**Short problem**
Transcribe verbatim every row from the one containing "No rush, but when you can, please point out the rippling" down to the one containing "xmin=0 ymin=0 xmax=600 ymax=141", both included, and nothing else.

===== Exercise material

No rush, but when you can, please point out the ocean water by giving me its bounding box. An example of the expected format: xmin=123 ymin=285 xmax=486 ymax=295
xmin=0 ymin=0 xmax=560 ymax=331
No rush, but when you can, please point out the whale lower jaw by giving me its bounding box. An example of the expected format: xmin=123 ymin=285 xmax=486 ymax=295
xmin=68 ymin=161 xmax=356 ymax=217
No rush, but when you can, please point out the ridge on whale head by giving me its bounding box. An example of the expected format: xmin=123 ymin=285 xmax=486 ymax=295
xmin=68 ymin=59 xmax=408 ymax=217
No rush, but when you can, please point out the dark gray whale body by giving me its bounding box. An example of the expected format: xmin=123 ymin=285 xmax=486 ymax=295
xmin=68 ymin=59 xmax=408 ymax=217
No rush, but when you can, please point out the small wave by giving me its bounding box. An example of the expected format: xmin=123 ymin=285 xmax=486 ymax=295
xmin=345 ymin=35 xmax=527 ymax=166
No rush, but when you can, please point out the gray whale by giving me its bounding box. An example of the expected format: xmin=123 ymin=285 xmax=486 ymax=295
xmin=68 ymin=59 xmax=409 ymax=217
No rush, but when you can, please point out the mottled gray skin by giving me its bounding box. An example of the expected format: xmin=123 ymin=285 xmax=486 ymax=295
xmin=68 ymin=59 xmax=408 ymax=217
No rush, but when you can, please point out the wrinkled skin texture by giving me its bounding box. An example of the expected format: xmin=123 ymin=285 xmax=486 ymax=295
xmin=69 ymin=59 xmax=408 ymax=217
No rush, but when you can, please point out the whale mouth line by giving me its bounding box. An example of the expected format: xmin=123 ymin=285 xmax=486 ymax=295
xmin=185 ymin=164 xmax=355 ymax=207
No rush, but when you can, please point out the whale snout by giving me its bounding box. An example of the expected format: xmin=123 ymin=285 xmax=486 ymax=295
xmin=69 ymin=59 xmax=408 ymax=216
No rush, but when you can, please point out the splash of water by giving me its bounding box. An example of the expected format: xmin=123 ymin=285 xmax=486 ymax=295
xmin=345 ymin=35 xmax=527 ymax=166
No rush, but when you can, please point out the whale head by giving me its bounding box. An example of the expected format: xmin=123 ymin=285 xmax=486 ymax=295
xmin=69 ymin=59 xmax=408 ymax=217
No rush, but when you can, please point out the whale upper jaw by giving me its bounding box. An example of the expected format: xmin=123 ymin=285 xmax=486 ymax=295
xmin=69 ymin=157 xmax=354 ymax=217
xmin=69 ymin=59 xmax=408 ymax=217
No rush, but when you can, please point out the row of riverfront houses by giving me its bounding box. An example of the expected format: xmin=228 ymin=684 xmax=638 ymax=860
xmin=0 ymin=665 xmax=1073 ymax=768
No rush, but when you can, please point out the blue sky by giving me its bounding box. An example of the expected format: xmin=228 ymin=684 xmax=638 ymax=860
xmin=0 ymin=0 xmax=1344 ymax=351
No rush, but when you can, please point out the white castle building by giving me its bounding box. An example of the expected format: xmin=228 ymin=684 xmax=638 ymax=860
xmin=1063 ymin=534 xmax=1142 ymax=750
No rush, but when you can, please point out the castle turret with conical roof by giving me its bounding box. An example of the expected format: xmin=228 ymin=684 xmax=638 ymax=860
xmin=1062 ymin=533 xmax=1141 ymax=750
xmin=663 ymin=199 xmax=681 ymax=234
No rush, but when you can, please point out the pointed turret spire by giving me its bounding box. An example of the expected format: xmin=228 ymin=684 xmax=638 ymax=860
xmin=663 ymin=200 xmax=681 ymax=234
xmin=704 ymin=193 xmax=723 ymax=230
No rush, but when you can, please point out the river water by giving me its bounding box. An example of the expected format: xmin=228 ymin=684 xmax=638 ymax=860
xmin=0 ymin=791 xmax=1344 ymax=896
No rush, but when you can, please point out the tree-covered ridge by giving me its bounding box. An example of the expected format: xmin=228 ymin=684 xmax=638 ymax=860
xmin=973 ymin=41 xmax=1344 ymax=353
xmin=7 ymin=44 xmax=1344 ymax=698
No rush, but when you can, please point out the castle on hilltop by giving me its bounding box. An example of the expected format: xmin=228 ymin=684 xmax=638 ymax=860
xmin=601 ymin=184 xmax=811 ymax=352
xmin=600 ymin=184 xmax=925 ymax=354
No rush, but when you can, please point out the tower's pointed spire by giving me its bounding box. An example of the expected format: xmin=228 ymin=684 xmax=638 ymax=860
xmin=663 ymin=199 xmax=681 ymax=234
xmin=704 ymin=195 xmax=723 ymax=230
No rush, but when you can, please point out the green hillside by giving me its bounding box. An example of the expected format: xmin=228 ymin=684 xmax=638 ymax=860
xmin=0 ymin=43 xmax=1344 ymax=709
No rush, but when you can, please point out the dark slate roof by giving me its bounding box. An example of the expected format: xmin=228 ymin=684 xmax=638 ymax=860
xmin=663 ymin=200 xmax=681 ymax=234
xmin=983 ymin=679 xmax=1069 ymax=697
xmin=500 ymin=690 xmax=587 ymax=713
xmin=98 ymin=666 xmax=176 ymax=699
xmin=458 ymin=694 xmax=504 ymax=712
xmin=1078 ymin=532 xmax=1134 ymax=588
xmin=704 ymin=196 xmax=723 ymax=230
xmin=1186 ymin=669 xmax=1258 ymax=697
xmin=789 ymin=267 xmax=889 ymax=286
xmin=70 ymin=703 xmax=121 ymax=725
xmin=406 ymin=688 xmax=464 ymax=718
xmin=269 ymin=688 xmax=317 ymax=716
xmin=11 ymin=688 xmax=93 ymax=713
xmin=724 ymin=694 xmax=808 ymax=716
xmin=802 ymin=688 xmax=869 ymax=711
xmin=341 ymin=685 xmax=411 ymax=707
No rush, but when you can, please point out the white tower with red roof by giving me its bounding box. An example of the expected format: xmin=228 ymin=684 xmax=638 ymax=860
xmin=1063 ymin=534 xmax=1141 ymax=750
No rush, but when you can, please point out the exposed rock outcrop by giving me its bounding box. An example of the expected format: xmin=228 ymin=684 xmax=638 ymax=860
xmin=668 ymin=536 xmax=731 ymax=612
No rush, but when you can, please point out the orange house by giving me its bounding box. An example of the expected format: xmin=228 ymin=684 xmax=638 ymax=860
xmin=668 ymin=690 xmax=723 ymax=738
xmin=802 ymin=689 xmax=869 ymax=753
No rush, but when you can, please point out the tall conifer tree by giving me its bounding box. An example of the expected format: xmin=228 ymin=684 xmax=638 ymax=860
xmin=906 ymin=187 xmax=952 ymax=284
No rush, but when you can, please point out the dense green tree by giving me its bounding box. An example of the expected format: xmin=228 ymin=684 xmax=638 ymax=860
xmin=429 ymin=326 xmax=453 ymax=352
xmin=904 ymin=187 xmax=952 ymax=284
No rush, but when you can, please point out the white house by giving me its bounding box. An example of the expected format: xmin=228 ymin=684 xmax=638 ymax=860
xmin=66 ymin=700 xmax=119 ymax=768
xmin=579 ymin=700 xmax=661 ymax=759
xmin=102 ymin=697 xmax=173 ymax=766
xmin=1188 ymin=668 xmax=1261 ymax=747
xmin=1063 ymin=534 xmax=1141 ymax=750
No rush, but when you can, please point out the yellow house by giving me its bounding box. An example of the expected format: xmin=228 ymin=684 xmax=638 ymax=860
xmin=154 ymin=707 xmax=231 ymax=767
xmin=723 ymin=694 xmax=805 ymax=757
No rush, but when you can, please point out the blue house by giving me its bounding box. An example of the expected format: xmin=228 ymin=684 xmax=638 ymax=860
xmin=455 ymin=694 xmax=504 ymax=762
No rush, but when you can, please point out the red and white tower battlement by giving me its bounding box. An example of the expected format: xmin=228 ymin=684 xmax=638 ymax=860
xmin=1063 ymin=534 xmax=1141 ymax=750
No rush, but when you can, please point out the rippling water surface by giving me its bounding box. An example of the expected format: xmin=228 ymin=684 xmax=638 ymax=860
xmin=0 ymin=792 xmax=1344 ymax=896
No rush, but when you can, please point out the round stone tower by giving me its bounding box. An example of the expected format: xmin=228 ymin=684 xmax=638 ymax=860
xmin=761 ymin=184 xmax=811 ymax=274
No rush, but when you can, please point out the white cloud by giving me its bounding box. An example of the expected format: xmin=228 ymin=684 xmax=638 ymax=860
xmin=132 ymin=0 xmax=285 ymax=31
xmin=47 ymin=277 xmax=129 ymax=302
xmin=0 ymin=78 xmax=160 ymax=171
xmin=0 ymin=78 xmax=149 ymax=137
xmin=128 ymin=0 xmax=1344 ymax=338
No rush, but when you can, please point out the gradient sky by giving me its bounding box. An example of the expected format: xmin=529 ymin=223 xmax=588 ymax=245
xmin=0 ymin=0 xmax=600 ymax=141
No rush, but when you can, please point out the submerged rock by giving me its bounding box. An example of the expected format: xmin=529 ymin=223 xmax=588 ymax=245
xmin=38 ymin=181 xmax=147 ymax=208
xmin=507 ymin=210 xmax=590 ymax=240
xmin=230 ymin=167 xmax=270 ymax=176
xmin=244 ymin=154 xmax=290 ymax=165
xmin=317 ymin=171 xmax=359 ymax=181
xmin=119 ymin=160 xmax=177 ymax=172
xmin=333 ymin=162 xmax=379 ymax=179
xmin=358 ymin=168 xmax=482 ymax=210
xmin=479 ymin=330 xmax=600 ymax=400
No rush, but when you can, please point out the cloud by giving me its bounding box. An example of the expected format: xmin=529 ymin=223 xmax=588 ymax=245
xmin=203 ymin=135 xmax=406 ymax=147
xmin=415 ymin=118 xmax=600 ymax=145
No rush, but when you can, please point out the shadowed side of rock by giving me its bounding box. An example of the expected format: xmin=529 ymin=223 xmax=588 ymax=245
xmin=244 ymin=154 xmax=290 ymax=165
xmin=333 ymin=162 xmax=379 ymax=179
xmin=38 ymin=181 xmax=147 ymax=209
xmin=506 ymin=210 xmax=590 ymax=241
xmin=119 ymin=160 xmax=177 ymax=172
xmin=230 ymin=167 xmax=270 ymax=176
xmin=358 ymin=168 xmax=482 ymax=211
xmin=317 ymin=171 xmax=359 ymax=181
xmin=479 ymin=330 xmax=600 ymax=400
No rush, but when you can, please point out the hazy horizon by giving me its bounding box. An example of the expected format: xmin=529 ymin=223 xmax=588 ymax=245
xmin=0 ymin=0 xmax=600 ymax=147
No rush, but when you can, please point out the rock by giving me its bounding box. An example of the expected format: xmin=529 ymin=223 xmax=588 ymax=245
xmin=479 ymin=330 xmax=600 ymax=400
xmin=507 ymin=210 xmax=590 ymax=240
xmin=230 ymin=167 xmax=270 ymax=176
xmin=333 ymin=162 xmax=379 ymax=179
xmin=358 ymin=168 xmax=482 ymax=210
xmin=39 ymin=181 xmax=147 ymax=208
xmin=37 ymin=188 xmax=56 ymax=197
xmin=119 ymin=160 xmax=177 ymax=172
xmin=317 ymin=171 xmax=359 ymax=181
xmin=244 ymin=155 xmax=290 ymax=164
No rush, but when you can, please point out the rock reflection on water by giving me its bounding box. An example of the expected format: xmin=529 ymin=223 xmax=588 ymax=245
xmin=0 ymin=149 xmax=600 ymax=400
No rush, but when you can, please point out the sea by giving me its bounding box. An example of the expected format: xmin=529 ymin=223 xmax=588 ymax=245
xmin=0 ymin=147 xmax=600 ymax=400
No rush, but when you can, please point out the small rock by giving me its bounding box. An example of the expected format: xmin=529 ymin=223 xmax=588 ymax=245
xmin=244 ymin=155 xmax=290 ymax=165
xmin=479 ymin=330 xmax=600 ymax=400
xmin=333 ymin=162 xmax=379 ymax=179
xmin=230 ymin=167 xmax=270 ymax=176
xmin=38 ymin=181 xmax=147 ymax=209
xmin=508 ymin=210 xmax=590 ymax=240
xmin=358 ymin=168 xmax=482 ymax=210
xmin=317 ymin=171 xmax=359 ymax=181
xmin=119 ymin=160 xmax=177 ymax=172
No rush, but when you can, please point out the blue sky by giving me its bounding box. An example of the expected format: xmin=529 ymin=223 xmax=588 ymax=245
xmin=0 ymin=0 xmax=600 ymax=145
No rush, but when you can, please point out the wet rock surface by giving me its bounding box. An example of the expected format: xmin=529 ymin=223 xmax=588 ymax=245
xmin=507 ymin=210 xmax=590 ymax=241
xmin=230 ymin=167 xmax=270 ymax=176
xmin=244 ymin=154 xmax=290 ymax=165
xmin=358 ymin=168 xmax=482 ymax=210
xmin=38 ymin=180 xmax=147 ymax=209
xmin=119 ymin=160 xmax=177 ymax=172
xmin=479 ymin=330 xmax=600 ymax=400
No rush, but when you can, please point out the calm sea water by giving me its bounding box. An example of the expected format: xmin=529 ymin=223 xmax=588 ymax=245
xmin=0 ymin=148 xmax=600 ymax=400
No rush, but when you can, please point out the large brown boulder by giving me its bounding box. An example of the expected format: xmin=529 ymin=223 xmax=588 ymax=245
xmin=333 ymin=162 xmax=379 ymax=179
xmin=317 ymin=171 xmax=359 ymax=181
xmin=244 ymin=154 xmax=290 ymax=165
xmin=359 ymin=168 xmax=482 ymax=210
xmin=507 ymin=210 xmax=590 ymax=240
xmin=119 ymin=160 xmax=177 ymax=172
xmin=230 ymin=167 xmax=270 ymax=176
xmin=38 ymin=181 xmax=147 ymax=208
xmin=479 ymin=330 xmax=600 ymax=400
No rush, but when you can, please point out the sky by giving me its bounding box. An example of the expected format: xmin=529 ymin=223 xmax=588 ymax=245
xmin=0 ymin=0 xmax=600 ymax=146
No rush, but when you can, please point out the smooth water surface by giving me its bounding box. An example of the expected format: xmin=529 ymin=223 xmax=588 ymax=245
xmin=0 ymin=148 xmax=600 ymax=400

==========

**Solution**
No rush, but when you can, please point out the rippling water surface by giving me its bounding box. An example of the expected format: xmin=228 ymin=684 xmax=638 ymax=860
xmin=0 ymin=792 xmax=1344 ymax=896
No rush, but when you can, please point out the round stone tower by giving me its bounding box. An example of the expected format: xmin=228 ymin=684 xmax=638 ymax=860
xmin=761 ymin=184 xmax=811 ymax=274
No rush, but when you can, please point out the white cloud by giving me its bounding box. An example of the expected format: xmin=228 ymin=684 xmax=638 ymax=860
xmin=132 ymin=0 xmax=285 ymax=31
xmin=47 ymin=277 xmax=129 ymax=302
xmin=0 ymin=78 xmax=160 ymax=171
xmin=0 ymin=78 xmax=149 ymax=137
xmin=128 ymin=0 xmax=1344 ymax=338
No rush, but when you can, please point out the gradient sky by giving me its bounding box. An example of the expected format: xmin=529 ymin=223 xmax=588 ymax=245
xmin=0 ymin=0 xmax=600 ymax=141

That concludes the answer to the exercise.